Exercise set =
1: According to the report excerpt, what was the Company's headcount at 30 June 2018?
2: From the report excerpt, extract the passage starting with "Residential Property Market" and going on through "of chronic undersupply.", copied word for word.

Page excerpt =
-- START --
Cairn acquired the majority of our well-located land bank at
attractive prices within nine months of our June 2015 IPO. Since
then, the Company has made considerable progress in increasing the
value of our land bank. Cairn's land acquisitions have been at a
low level for the last 15 months. The Company is very well
positioned in terms of the size, historical cost (which compares
favourably to the high cost of land acquisitions witnessed in the
market over the past 12 months) and locations of our development
sites.
The Company's reduced level of site acquisitions in 2018 is
reflective of our evolving acquisition strategy, with a focus on
sites adjoining existing sites, and the fact that we have already
acquired the majority of the land which we need to deliver on our
strategic objectives. Cairn is exploring further joint development
opportunities and also anticipates that a number of strategic
high-density apartment sites in and around Dublin City Centre,
which may benefit from the Government's new building height
strategy, will be brought to the market in the medium term and will
consider these sites as and when they are brought to market.
Health and Safety
The Company is fully committed to the highest standards of
health and safety on our sites. The health and safety of employees,
subcontractors, customers and the general public is a key priority
for the Company. Increased construction activity levels increase
the risk of accidents on active sites and the Company continually
promotes the importance of a safe working environment and ensures
the highest industry health and safety standards are set. Each
active site has a dedicated health and safety manager, ensuring
that the Company's health and safety policies and procedures are
adhered to and implemented. Health and safety is a standing agenda
item at all Board and Audit and Risk Committee meetings and the
Company retains an independent external auditor to undertake a
monthly audit of health and safety practices and management across
all active sites.
The Cairn Team
The Company's headcount at 30 June 2018 was 154 (31 December
2017: 126). The Company has assembled a team with the requisite
skills, experience and expertise to deliver our medium-term
objectives.
MARKET CONDITIONS
Economy
The Irish economy is one of the fastest growing economies in the
euro area for a fifth consecutive year in 2018 (source: European
Commission). Employment reports point to ongoing strong momentum
with the total number of people employed growing by 3.4% in the
year to June 2018 and the unemployment rate falling to 5.9% in July
2018, the lowest rate since October 2007 (source: CSO). Consumer
spending is growing (2.2% in the year to March 2018) (source: CSO),
all underpinning future GDP growth forecasts of 5.0% in 2018, 3.5%
in 2019 and 3.1% in 2020 (source: Goodbody - Irish Economy Q2 2018
Health Check).
Residential Property Market
The medium-term demand for new homes in Ireland is 30,000 units
(source: ESRI). Goodbody estimate current annual demand at c.
35,000 new homes and Davy estimate c. 36,000 - 53,000 new homes.
The Company believes that the GDA alone requires c. 25,000 new
homes per annum driven by a growing population, increasing
employment, annual obsolescence and years of chronic undersupply.
-- END --
Data supplied =
-- START --
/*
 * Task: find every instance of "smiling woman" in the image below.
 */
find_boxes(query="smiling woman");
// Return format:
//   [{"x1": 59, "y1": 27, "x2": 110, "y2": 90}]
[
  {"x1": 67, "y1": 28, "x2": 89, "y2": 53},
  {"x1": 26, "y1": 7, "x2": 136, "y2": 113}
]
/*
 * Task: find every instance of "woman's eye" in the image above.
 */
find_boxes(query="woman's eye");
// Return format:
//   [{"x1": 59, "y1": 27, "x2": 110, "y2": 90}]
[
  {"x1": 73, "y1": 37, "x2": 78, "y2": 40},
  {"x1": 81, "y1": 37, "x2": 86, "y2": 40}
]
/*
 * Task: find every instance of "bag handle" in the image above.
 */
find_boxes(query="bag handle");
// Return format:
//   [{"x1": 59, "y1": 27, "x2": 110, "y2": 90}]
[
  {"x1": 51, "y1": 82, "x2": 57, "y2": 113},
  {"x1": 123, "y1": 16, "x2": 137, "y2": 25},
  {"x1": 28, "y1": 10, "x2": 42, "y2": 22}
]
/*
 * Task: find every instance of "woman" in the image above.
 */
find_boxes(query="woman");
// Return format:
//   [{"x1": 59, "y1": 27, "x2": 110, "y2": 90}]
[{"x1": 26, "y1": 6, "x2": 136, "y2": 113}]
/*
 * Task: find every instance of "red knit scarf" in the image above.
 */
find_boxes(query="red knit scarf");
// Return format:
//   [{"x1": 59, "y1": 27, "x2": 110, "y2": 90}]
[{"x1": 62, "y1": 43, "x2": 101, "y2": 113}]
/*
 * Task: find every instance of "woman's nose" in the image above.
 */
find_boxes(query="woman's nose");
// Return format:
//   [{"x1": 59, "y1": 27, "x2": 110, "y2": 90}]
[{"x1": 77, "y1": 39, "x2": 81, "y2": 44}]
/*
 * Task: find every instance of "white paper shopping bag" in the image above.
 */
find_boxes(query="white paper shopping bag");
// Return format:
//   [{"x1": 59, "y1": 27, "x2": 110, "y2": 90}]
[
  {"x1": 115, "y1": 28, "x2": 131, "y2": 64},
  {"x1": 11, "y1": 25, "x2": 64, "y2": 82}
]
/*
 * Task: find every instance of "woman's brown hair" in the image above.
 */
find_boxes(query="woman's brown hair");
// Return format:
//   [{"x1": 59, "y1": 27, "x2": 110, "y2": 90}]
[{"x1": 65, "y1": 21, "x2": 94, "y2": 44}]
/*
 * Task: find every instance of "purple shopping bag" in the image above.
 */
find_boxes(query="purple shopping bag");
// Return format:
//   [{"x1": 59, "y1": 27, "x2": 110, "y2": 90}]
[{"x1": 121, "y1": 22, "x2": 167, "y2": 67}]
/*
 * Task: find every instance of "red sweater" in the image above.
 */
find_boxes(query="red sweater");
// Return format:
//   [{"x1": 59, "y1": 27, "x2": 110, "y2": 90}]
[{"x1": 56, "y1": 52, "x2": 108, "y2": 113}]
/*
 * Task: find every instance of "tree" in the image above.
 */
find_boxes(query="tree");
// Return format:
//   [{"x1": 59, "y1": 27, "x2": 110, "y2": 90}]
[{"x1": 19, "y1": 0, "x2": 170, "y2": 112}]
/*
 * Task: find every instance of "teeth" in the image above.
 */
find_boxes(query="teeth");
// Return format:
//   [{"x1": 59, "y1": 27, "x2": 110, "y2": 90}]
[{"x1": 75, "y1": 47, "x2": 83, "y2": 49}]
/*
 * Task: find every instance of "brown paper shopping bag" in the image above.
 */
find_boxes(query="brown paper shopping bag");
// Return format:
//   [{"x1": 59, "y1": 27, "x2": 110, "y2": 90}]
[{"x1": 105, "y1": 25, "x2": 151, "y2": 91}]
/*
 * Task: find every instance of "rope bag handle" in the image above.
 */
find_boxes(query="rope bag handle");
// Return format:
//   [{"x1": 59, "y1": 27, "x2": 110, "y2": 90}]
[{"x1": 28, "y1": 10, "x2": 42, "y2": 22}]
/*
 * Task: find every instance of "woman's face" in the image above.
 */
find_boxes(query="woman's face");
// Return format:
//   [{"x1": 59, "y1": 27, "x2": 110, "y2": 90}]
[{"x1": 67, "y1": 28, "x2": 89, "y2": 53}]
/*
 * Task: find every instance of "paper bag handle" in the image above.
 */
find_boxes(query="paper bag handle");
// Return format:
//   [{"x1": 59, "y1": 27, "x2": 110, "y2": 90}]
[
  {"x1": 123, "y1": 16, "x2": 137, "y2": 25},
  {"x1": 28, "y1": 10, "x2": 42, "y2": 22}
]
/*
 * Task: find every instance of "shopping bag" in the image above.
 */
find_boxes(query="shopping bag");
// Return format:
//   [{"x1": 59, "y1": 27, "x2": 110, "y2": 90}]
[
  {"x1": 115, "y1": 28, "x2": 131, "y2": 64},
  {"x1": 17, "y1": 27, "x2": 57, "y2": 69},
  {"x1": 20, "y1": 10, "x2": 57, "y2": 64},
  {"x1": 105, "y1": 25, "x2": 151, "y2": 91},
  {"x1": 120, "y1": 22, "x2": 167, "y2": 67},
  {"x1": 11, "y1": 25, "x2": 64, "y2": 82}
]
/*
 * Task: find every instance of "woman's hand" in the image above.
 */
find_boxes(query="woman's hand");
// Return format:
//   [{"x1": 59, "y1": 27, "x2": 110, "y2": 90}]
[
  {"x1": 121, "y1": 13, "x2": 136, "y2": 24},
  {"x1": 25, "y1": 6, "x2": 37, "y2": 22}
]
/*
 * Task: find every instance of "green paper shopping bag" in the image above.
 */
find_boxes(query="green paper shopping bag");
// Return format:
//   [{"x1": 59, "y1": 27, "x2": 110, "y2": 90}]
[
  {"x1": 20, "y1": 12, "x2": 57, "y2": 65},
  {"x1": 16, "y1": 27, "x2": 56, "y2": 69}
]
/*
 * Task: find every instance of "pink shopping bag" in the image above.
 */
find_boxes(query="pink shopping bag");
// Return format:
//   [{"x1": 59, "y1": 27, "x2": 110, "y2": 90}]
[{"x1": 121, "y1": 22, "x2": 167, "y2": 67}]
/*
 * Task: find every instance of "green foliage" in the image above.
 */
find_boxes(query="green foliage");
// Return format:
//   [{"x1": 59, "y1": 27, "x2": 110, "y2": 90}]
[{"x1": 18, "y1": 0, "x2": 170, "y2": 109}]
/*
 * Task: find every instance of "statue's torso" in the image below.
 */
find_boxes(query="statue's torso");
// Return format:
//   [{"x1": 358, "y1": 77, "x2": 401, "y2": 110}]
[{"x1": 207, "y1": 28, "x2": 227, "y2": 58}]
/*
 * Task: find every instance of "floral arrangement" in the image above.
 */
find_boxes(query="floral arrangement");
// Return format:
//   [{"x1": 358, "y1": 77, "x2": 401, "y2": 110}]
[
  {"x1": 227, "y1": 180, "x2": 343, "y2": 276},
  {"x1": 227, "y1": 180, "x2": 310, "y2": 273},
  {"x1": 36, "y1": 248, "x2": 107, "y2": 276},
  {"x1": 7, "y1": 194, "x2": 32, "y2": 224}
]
-- END --
Exercise solutions =
1: 154

2:
Residential Property Market
The medium-term demand for new homes in Ireland is 30,000 units
(source: ESRI). Goodbody estimate current annual demand at c.
35,000 new homes and Davy estimate c. 36,000 - 53,000 new homes.
The Company believes that the GDA alone requires c. 25,000 new
homes per annum driven by a growing population, increasing
employment, annual obsolescence and years of chronic undersupply.